◆ **Work instruction 1**
Using the passage about Blakemore, answer each question:
(a) In what year did Blakemore win both of his Tony Awards?
(b) What was his father's profession?
(c) What was his first theatre job?
◆ **Work instruction 2**
In the passage about Blakemore, why do very few theatre directors begin as directors? Answer in one to three sentences.
◆ **Work instruction 3**
Output the section of the passage about Blakemore from "Blakemore has spent" to "and Rupert Everett.", word for word.

◆ **Extract**
Start of Block
Blakemore has spent nearly 60 years, in Britain and the United States, doing what he wanted to do. He has received seven Tony nominations, including two Tony Awards — uniquely, both in the same year, in 2001, as Best Director of a Play for Copenhagen and Best Director of a Musical for the revival of Kiss Me, Kate. He is perhaps best known for his work with the playwright Michael Frayn (Noises Off, Copenhagen, Democracy, Benefactors). And this season he is directing a revival at the Shubert Theatre on Broadway of Noël Coward’s comedy Blithe Spirit, starring Angela Lansbury, Christine Ebersole and Rupert Everett.

In Australia, Blakemore's father, an eye specialist, wanted his son to follow in the family tradition. "Initially, I capitulated, and started to study medicine," Blakemore recalls. "But about halfway through the five-year program I realized there was no way I wanted to spend my life doing this. So I rebelled and became a dropout. I went to England. My father was not too happy with my decision."



Blakemore wanted to direct. "But it's a hard game to get into," he says. "The theatre requires many actors and very few directors — therefore very few directors begin as directors." His first theatre job was doing publicity for the actor Robert Morley, who provided him with a recommendation to the Royal Academy of Dramatic Art in London. (Blakemore once told The New York Times that Morley said Blakemore would have to have a lot more personality to be a director, and that he should become an actor because actors can get away with anything.)
End of Block
◆ **Available data**
Start of Block
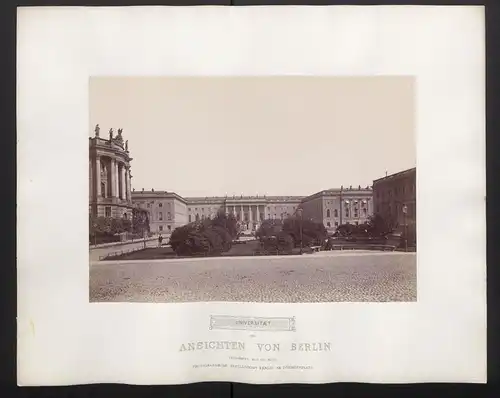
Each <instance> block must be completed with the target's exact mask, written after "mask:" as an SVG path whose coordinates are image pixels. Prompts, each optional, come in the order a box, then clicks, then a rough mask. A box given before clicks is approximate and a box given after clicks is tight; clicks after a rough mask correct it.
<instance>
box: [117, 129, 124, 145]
mask: <svg viewBox="0 0 500 398" xmlns="http://www.w3.org/2000/svg"><path fill="white" fill-rule="evenodd" d="M122 132H123V129H118V135H117V136H116V138H115V141H117V142H118V143H119V144H123V137H122Z"/></svg>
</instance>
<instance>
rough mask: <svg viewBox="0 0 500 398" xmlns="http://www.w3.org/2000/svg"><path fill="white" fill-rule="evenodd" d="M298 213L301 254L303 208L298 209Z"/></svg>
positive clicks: (300, 253) (301, 249) (301, 250)
mask: <svg viewBox="0 0 500 398" xmlns="http://www.w3.org/2000/svg"><path fill="white" fill-rule="evenodd" d="M297 215H298V216H299V219H300V221H299V231H300V232H299V233H300V254H302V208H300V207H299V208H298V209H297Z"/></svg>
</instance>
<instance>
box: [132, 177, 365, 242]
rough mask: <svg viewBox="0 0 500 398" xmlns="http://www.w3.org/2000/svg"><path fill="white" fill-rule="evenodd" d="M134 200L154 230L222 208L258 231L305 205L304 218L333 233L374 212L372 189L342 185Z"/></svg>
mask: <svg viewBox="0 0 500 398" xmlns="http://www.w3.org/2000/svg"><path fill="white" fill-rule="evenodd" d="M132 200H133V203H134V204H135V205H137V206H138V207H139V208H142V209H146V210H148V211H149V213H150V220H149V222H150V227H151V231H152V232H167V233H169V232H172V231H173V230H174V229H175V228H177V227H179V226H182V225H185V224H187V223H189V222H193V221H199V220H204V219H207V218H213V217H214V216H215V215H216V214H217V212H218V211H220V210H221V209H222V210H223V211H224V212H225V213H227V214H233V215H234V216H235V217H236V219H237V220H238V221H239V222H240V223H241V225H242V228H243V231H248V232H250V231H255V230H257V228H259V226H260V224H261V223H262V221H263V220H267V219H275V220H276V219H278V220H284V219H285V218H287V217H288V216H291V215H293V214H294V213H295V212H296V211H297V209H298V208H299V207H300V208H302V217H304V218H308V219H312V220H313V221H316V222H321V223H323V224H324V225H325V227H326V228H327V230H329V231H331V232H334V231H335V229H336V227H338V226H339V225H341V224H345V223H352V224H361V223H364V222H367V221H368V219H369V217H370V216H371V215H372V214H373V203H372V202H373V199H372V190H371V188H369V187H366V188H361V187H358V188H352V187H351V188H348V189H344V188H340V189H330V190H326V191H321V192H318V193H316V194H314V195H311V196H267V195H263V196H258V195H256V196H244V195H240V196H214V197H186V198H183V197H181V196H180V195H177V194H176V193H174V192H167V191H155V190H154V189H152V190H151V191H144V190H141V191H132Z"/></svg>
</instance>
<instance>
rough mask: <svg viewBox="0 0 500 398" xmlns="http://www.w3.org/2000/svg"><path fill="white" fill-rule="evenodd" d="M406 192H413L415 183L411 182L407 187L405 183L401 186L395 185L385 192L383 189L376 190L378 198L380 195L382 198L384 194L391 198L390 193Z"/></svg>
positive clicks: (393, 193)
mask: <svg viewBox="0 0 500 398" xmlns="http://www.w3.org/2000/svg"><path fill="white" fill-rule="evenodd" d="M407 192H409V193H412V194H413V193H415V183H413V184H411V185H410V186H409V188H407V186H406V185H403V186H396V187H395V188H394V189H392V188H391V189H389V190H387V192H385V191H382V192H380V191H379V190H377V193H376V195H377V198H379V197H380V196H382V198H385V196H386V194H387V196H389V198H392V195H393V194H394V196H399V195H400V194H401V195H405V194H406V193H407Z"/></svg>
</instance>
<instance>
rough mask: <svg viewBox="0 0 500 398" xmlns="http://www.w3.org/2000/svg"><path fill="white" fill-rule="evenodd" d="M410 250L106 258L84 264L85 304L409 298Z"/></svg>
mask: <svg viewBox="0 0 500 398" xmlns="http://www.w3.org/2000/svg"><path fill="white" fill-rule="evenodd" d="M416 299H417V281H416V254H415V253H399V252H391V253H378V252H377V253H374V252H321V253H318V254H310V255H302V256H275V257H273V256H269V257H232V258H197V259H177V260H141V261H106V262H96V263H93V264H91V266H90V301H91V302H195V301H238V302H280V303H285V302H288V303H297V302H341V301H342V302H346V301H348V302H360V301H363V302H370V301H371V302H373V301H375V302H387V301H416Z"/></svg>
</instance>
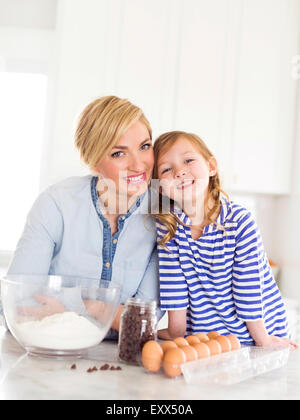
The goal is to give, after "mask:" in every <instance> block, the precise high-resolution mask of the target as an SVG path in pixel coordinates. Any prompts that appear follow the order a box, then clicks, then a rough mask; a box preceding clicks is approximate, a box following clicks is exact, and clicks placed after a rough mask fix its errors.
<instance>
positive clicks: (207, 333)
mask: <svg viewBox="0 0 300 420" xmlns="http://www.w3.org/2000/svg"><path fill="white" fill-rule="evenodd" d="M219 335H220V333H219V332H218V331H210V332H209V333H207V337H208V338H209V339H210V340H213V339H214V338H216V337H219Z"/></svg>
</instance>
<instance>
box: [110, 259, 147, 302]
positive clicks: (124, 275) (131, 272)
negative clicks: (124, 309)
mask: <svg viewBox="0 0 300 420" xmlns="http://www.w3.org/2000/svg"><path fill="white" fill-rule="evenodd" d="M144 273H145V267H142V266H141V264H138V263H136V262H135V261H124V262H123V263H122V264H118V266H113V275H112V281H113V282H114V283H116V284H119V285H121V287H122V293H121V303H125V301H126V299H128V298H130V297H132V296H134V295H135V294H136V292H137V290H138V288H139V285H140V283H141V281H142V279H143V276H144Z"/></svg>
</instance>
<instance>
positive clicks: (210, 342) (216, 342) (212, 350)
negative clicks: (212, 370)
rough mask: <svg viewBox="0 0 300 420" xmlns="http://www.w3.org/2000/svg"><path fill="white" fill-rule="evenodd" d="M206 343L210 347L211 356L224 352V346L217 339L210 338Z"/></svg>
mask: <svg viewBox="0 0 300 420" xmlns="http://www.w3.org/2000/svg"><path fill="white" fill-rule="evenodd" d="M205 344H206V345H207V346H208V347H209V350H210V355H211V356H215V355H216V354H220V353H222V347H221V345H220V343H218V341H217V340H209V341H208V342H207V343H205Z"/></svg>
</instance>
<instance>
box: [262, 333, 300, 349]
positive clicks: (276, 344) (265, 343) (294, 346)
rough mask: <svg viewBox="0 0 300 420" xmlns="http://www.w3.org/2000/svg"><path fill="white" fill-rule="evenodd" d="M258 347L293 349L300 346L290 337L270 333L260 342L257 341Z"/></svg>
mask: <svg viewBox="0 0 300 420" xmlns="http://www.w3.org/2000/svg"><path fill="white" fill-rule="evenodd" d="M255 344H256V345H257V346H258V347H282V348H284V347H290V349H291V350H295V349H297V348H298V344H296V343H295V342H294V341H292V340H289V339H288V338H280V337H276V336H274V335H268V336H266V338H265V339H264V340H262V341H260V342H255Z"/></svg>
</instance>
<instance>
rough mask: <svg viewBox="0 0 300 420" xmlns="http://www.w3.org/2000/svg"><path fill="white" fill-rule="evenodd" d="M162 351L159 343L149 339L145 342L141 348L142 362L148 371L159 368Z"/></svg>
mask: <svg viewBox="0 0 300 420" xmlns="http://www.w3.org/2000/svg"><path fill="white" fill-rule="evenodd" d="M163 355H164V352H163V350H162V348H161V347H160V345H159V344H158V343H157V342H156V341H154V340H150V341H147V343H145V345H144V347H143V350H142V363H143V366H144V368H145V369H147V370H149V371H150V372H157V371H159V369H160V368H161V365H162V360H163Z"/></svg>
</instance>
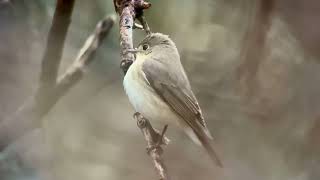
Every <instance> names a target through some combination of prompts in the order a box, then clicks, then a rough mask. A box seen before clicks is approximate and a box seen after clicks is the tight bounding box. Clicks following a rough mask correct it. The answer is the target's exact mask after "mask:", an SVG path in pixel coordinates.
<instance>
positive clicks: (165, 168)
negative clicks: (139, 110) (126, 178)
mask: <svg viewBox="0 0 320 180" xmlns="http://www.w3.org/2000/svg"><path fill="white" fill-rule="evenodd" d="M134 117H135V119H136V120H137V125H138V127H139V128H140V130H141V132H142V134H143V136H144V139H145V140H146V141H147V151H148V154H149V156H150V157H151V158H152V161H153V164H154V167H155V169H156V171H157V172H158V175H159V177H160V180H169V177H168V172H167V169H166V166H165V164H164V162H163V159H162V157H161V155H162V154H163V149H162V148H161V145H167V144H168V143H169V141H170V140H169V139H168V138H167V137H165V136H164V134H165V132H166V130H167V127H168V126H167V125H166V126H165V127H164V128H163V131H162V133H161V134H160V133H159V131H157V130H155V129H153V127H152V126H151V124H150V122H149V120H147V119H146V118H144V117H143V116H142V115H141V114H140V113H138V112H137V113H135V115H134Z"/></svg>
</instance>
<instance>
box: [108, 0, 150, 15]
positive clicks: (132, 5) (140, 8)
mask: <svg viewBox="0 0 320 180" xmlns="http://www.w3.org/2000/svg"><path fill="white" fill-rule="evenodd" d="M113 4H114V8H115V11H116V12H117V13H118V14H119V15H120V13H121V12H122V9H124V8H126V7H131V8H132V10H133V12H132V15H133V17H134V18H136V17H140V16H142V15H143V10H145V9H148V8H150V7H151V3H149V2H147V1H145V0H113Z"/></svg>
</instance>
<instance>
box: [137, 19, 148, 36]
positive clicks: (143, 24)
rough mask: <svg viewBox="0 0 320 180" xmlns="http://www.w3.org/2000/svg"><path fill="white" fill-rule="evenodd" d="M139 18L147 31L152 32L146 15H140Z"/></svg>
mask: <svg viewBox="0 0 320 180" xmlns="http://www.w3.org/2000/svg"><path fill="white" fill-rule="evenodd" d="M137 19H138V20H139V21H140V22H141V24H142V27H143V29H144V30H145V31H146V33H147V34H151V30H150V27H149V25H148V23H147V20H146V18H145V17H144V16H140V17H138V18H137Z"/></svg>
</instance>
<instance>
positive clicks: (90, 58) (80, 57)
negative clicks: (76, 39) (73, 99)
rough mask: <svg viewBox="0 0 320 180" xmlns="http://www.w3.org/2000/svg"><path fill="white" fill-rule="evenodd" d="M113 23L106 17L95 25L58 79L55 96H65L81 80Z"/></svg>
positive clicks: (109, 31) (110, 17)
mask: <svg viewBox="0 0 320 180" xmlns="http://www.w3.org/2000/svg"><path fill="white" fill-rule="evenodd" d="M115 21H116V17H115V16H108V17H106V18H105V19H103V20H101V21H100V22H99V23H98V24H97V26H96V29H95V30H94V32H93V33H92V34H91V35H90V36H89V37H88V39H87V40H86V42H85V44H84V45H83V47H82V48H81V50H80V52H79V54H78V56H77V58H76V60H75V61H74V62H73V64H72V65H71V66H70V67H69V69H68V70H67V71H66V72H65V73H64V74H63V75H62V76H61V77H60V78H59V79H58V82H57V86H56V87H55V91H56V94H59V95H57V96H58V97H60V96H62V95H63V94H65V93H66V92H67V91H68V89H70V88H71V87H73V85H74V84H76V83H77V82H78V81H79V80H80V79H81V78H82V76H83V73H84V70H85V67H86V65H87V64H89V63H90V62H92V61H93V59H94V56H95V54H96V51H97V49H98V47H99V46H100V45H101V43H102V40H103V39H104V38H105V37H106V36H107V35H108V33H109V32H110V29H111V27H112V26H113V24H114V23H115Z"/></svg>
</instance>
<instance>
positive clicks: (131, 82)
mask: <svg viewBox="0 0 320 180" xmlns="http://www.w3.org/2000/svg"><path fill="white" fill-rule="evenodd" d="M135 53H136V60H135V61H134V62H133V64H132V65H131V66H130V67H129V69H128V71H127V73H126V75H125V77H124V80H123V85H124V89H125V91H126V93H127V95H128V97H129V100H130V102H131V104H132V105H133V107H134V109H135V110H136V111H137V112H139V113H141V114H142V115H143V116H144V117H146V118H147V119H149V120H150V121H162V122H164V123H169V124H172V123H175V124H178V125H179V126H180V127H182V128H183V130H184V131H185V132H186V133H187V135H188V136H189V137H190V138H191V139H192V140H193V141H194V142H195V143H197V144H200V145H202V146H203V147H204V148H205V150H206V151H207V152H208V154H209V156H210V158H211V159H212V160H213V161H214V162H215V163H216V164H217V165H218V166H220V167H222V163H221V161H220V160H219V158H218V156H217V154H216V152H215V151H214V149H213V147H212V145H211V143H210V141H211V140H212V136H211V134H210V132H209V130H208V129H207V126H206V123H205V121H204V119H203V116H202V113H201V109H200V106H199V104H198V101H197V99H196V97H195V95H194V94H193V92H192V90H191V86H190V83H189V80H188V78H187V75H186V73H185V71H184V69H183V66H182V64H181V62H180V56H179V52H178V50H177V48H176V46H175V44H174V42H173V41H172V40H171V39H170V38H169V37H168V36H167V35H164V34H161V33H153V34H150V35H148V36H147V37H146V38H145V39H144V40H143V41H142V42H141V43H140V44H139V46H138V49H137V51H136V52H135Z"/></svg>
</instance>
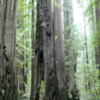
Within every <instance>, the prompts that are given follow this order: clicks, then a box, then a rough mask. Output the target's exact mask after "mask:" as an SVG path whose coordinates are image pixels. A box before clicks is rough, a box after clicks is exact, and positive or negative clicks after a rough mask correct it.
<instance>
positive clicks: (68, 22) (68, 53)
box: [63, 0, 79, 100]
mask: <svg viewBox="0 0 100 100" xmlns="http://www.w3.org/2000/svg"><path fill="white" fill-rule="evenodd" d="M63 3H64V8H65V10H64V32H65V34H64V39H65V40H64V41H65V61H66V69H67V72H66V73H67V95H68V100H78V99H79V96H78V95H79V93H78V89H77V85H76V77H75V72H76V62H77V52H76V47H75V46H74V45H73V42H74V41H75V34H74V32H72V31H73V27H72V25H73V8H72V0H64V2H63ZM72 34H73V35H72ZM73 36H74V37H73ZM72 48H73V49H72ZM72 54H73V55H72ZM69 94H70V95H69Z"/></svg>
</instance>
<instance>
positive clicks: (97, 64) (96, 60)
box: [96, 0, 100, 78]
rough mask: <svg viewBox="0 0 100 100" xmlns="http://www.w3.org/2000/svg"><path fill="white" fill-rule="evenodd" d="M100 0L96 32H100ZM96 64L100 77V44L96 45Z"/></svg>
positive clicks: (96, 2) (96, 0)
mask: <svg viewBox="0 0 100 100" xmlns="http://www.w3.org/2000/svg"><path fill="white" fill-rule="evenodd" d="M99 5H100V1H99V0H98V1H97V0H96V32H97V34H100V6H99ZM96 64H97V68H98V69H99V78H100V45H98V46H97V47H96Z"/></svg>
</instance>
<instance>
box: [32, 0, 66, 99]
mask: <svg viewBox="0 0 100 100" xmlns="http://www.w3.org/2000/svg"><path fill="white" fill-rule="evenodd" d="M59 10H60V9H58V8H57V9H56V8H55V11H54V14H55V15H54V20H53V21H54V23H53V22H52V17H51V15H52V14H51V1H50V0H38V1H37V33H36V41H35V58H34V71H33V75H34V76H33V81H32V82H33V83H32V84H33V86H32V87H33V93H31V94H32V95H33V97H32V98H33V100H39V91H40V88H41V87H40V84H41V80H44V81H45V95H44V98H43V100H67V96H66V81H65V80H66V79H65V78H66V77H65V72H64V51H63V47H62V35H61V34H62V31H61V30H60V28H61V24H60V23H61V22H60V20H61V16H60V14H61V13H60V12H58V11H59ZM57 16H60V17H58V18H57ZM56 18H57V19H56ZM53 24H54V27H53ZM56 25H58V26H56ZM53 28H54V32H53ZM58 32H59V33H58ZM56 36H57V37H58V39H57V40H55V39H54V38H55V37H56ZM56 48H57V49H56ZM58 49H59V50H58ZM31 100H32V99H31Z"/></svg>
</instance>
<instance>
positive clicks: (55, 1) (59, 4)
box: [52, 0, 61, 8]
mask: <svg viewBox="0 0 100 100" xmlns="http://www.w3.org/2000/svg"><path fill="white" fill-rule="evenodd" d="M52 4H53V5H54V6H55V7H58V8H59V7H61V4H59V3H57V2H56V1H55V0H52Z"/></svg>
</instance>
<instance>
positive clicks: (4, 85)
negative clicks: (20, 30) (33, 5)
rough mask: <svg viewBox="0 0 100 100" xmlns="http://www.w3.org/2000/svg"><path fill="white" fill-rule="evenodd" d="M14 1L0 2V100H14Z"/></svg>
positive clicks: (15, 33) (0, 0) (1, 0)
mask: <svg viewBox="0 0 100 100" xmlns="http://www.w3.org/2000/svg"><path fill="white" fill-rule="evenodd" d="M15 15H16V0H0V100H16V86H15V68H14V58H15V37H16V25H15Z"/></svg>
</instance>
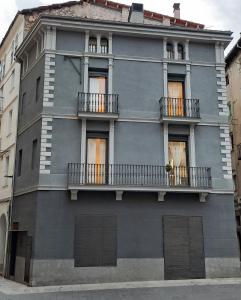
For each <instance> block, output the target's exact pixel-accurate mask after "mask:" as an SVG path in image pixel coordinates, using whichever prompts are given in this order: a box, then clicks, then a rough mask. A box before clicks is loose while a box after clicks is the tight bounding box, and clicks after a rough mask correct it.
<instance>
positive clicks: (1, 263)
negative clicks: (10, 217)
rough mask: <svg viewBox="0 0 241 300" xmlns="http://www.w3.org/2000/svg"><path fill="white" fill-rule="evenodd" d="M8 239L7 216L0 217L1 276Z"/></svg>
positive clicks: (0, 267)
mask: <svg viewBox="0 0 241 300" xmlns="http://www.w3.org/2000/svg"><path fill="white" fill-rule="evenodd" d="M6 237H7V221H6V217H5V215H2V216H1V217H0V274H2V273H3V267H4V257H5V246H6Z"/></svg>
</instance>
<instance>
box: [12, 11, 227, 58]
mask: <svg viewBox="0 0 241 300" xmlns="http://www.w3.org/2000/svg"><path fill="white" fill-rule="evenodd" d="M45 26H54V27H56V28H57V29H63V30H67V29H69V30H76V31H78V30H79V31H85V30H91V31H108V32H112V33H118V34H127V35H140V36H149V37H160V38H177V39H187V40H196V41H205V42H222V43H224V45H225V46H227V45H228V43H229V42H230V41H231V39H232V38H231V34H232V32H231V31H216V30H204V29H191V28H182V27H173V26H161V25H160V26H159V25H158V26H157V25H147V24H136V23H127V22H117V21H106V20H96V19H94V20H92V19H86V18H79V17H67V16H52V15H41V16H40V18H39V19H38V20H37V21H36V23H35V25H34V26H33V28H32V30H31V31H30V32H29V34H28V35H27V36H26V38H25V39H24V41H23V43H22V44H21V46H20V48H19V50H18V52H17V56H19V55H21V53H22V51H23V49H25V47H26V46H27V45H28V44H29V42H30V41H31V39H32V37H33V36H34V35H35V34H36V33H37V32H38V30H39V29H40V28H41V27H45Z"/></svg>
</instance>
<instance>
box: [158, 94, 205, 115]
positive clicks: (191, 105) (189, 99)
mask: <svg viewBox="0 0 241 300" xmlns="http://www.w3.org/2000/svg"><path fill="white" fill-rule="evenodd" d="M160 104H161V116H162V117H168V118H188V119H199V118H200V109H199V100H198V99H183V98H170V97H162V98H161V99H160Z"/></svg>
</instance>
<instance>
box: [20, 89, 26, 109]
mask: <svg viewBox="0 0 241 300" xmlns="http://www.w3.org/2000/svg"><path fill="white" fill-rule="evenodd" d="M25 106H26V93H23V95H22V101H21V114H23V113H24V110H25Z"/></svg>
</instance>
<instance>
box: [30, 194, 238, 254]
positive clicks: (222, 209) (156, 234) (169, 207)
End of Block
◆ **Written solution 1**
(a) 2001
(b) He was an eye specialist.
(c) He did publicity for the actor Robert Morley.

◆ **Written solution 2**
The theatre requires many actors and very few directors. That makes directing a hard field to get into, so very few directors begin as directors.

◆ **Written solution 3**
Blakemore has spent nearly 60 years, in Britain and the United States, doing what he wanted to do. He has received seven Tony nominations, including two Tony Awards — uniquely, both in the same year, in 2001, as Best Director of a Play for Copenhagen and Best Director of a Musical for the revival of Kiss Me, Kate. He is perhaps best known for his work with the playwright Michael Frayn (Noises Off, Copenhagen, Democracy, Benefactors). And this season he is directing a revival at the Shubert Theatre on Broadway of Noël Coward’s comedy Blithe Spirit, starring Angela Lansbury, Christine Ebersole and Rupert Everett.